— START OF PASSAGE TO READ —

Highlights of vNUMA & SQL Server Session at VMworld 2015

Shawn Meyers, Principal Architect

Last week I was at VMworld Europe giving a presentation on vNUMA and its impact on SQL server. This post will cover some of the highlights from my presentation and items you should be aware of when dealing with very large virtual machines.

What is vNUMA?

The way VMware presents NUMA architecture to the virtual machine, is very important as Windows, and SQL Server are both fully NUMA aware and they make scheduling decisions for threads based on the NUMA topology. Having the proper NUMA architecture presented to the virtual machine means that the OS and SQL Server will be able to schedule threads in the most efficient manner.

When you read any of the VMware documentation regarding vNUMA, it says it takes effect when a virtual machine is greater than eight vCPUs. However, I don’t know why they just don’t say nine or more, since it causes confusion. I meet people all of the time who think their eight vCPU virtual machines have vNUMA turned on, when this is just not the case, since by default it is nine vCPUs.

Hot-Add Features and Hot-Add Memory and NUMA

There is also some confusion out there regarding the impact of VMware Hot-Add features on vNUMA. When you enable Hot-Plug CPU, it will disable vNUMA in the virtual machine. This means that if you use Hot-Plug CPU, the virtual machine will have no information about the physical NUMA topology.

Additionally, hot-add memory is where I see most of the confusion. When you turn on hot-add memory, it does not impact vNUMA but on ESXi 5.x, hot-add memory only adds the memory to the first NUMA node and your memory is imbalanced until the next power cycle of the virtual machine. However, this issue has been resolved in ESX 6.x, and memory added is balanced across the NUMA nodes.

When VMware Determines vNUMA

One of the other items that surprised me is when vNUMA is determined. VMware determines the vNUMA configuration on first power cycle of the virtual machine and stores it in the .VMX file. It does not recalculate vNUMA unless the number of vCPUs changes, or a flag in the advanced settings tells it to recalculate on next power cycle. If you migrate a virtual machine between hosts that have different NUMA configurations you will encounter a NUMA misalignment, which can cause performance issues.

— END OF PASSAGE TO READ —
— START OF STORED DATA —

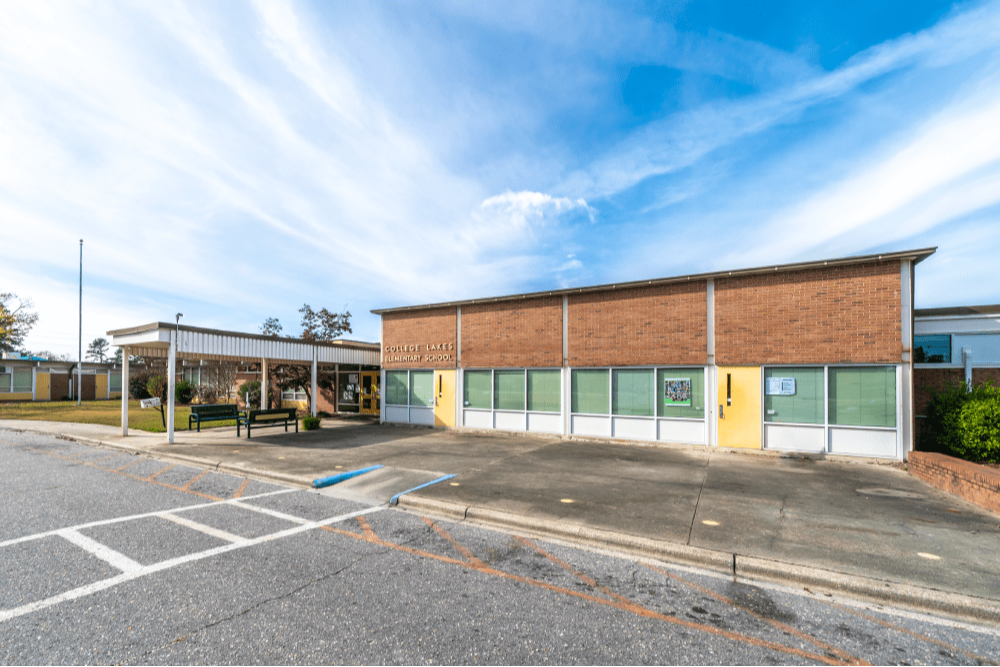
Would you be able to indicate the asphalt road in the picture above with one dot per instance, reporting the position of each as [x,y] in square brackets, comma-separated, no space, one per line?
[111,558]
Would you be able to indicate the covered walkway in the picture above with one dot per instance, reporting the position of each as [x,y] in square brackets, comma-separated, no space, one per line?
[173,342]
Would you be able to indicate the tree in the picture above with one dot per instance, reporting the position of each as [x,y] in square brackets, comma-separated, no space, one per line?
[321,325]
[98,350]
[16,320]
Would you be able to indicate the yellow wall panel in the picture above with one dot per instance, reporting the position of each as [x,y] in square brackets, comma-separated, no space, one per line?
[740,417]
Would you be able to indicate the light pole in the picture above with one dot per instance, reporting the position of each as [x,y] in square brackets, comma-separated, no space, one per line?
[79,363]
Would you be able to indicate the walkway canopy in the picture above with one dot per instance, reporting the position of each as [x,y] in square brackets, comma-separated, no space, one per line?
[172,341]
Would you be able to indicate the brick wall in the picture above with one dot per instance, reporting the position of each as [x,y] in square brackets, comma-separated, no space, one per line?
[978,484]
[848,314]
[420,339]
[659,325]
[512,334]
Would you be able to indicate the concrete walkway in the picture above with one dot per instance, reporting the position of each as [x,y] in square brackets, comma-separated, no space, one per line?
[847,525]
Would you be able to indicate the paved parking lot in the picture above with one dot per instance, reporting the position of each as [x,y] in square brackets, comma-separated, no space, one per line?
[107,557]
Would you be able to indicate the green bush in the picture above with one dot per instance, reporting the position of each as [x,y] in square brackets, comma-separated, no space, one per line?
[183,392]
[964,423]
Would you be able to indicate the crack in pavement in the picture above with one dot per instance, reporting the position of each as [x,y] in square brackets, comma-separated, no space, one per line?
[252,607]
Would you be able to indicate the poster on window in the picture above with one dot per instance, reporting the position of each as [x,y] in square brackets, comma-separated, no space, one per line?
[780,386]
[676,391]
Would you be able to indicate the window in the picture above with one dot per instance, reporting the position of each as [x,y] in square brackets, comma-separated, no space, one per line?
[422,389]
[589,394]
[478,390]
[863,396]
[397,388]
[508,390]
[932,349]
[680,392]
[794,395]
[544,391]
[632,392]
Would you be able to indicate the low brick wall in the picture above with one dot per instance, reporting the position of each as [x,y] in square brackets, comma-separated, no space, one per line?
[977,484]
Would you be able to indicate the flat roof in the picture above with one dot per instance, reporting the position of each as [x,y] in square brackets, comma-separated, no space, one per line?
[167,326]
[956,311]
[915,255]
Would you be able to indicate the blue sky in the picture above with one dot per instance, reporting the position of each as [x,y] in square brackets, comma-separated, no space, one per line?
[233,161]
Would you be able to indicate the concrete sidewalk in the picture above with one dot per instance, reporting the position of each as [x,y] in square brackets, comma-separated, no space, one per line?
[855,526]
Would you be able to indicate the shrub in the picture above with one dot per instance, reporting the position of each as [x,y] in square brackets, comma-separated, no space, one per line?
[964,423]
[183,391]
[250,393]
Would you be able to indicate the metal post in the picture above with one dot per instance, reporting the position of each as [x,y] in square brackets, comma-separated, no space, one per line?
[124,391]
[171,383]
[79,364]
[315,396]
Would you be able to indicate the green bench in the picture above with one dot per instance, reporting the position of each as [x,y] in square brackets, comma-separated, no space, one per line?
[216,413]
[276,417]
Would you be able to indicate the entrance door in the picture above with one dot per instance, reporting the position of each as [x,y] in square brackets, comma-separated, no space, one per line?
[739,407]
[370,393]
[444,398]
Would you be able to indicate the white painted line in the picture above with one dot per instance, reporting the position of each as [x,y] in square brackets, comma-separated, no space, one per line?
[97,587]
[264,510]
[133,517]
[208,530]
[107,554]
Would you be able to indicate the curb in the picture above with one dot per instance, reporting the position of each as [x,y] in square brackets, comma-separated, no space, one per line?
[868,589]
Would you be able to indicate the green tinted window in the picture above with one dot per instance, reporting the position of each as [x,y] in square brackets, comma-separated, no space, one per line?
[422,388]
[396,390]
[793,395]
[544,391]
[508,390]
[478,390]
[863,396]
[590,392]
[632,392]
[680,392]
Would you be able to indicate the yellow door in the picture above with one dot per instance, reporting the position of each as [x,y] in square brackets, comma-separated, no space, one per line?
[739,407]
[370,393]
[444,398]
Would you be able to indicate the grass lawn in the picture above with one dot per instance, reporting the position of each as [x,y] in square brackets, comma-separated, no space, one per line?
[101,412]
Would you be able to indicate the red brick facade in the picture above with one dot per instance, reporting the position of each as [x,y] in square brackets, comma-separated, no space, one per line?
[420,339]
[849,314]
[661,325]
[512,334]
[978,484]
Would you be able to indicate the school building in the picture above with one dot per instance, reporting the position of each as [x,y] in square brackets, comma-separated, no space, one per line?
[810,357]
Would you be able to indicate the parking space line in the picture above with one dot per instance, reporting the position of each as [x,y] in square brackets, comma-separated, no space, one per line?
[95,548]
[133,517]
[270,512]
[208,530]
[142,571]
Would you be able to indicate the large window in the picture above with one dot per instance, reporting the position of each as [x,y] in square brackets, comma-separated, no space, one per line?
[680,392]
[590,393]
[863,396]
[544,391]
[397,388]
[932,349]
[478,390]
[508,390]
[632,392]
[422,389]
[793,395]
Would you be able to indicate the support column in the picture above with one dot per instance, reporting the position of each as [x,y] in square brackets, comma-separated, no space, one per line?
[124,392]
[264,383]
[171,382]
[314,394]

— END OF STORED DATA —

WRITTEN TASK =>
Please answer these questions from the vNUMA article, numbering each answer to match:
1. By default, how many vCPUs must a virtual machine have for vNUMA to take effect?
2. What happens to vNUMA in a virtual machine when Hot-Plug CPU is enabled?
3. In which file does VMware store the vNUMA configuration it determines?
These records were taken from a separate source.

FINAL RESULT =>
1. Nine vCPUs.
2. It is disabled.
3. The .VMX file.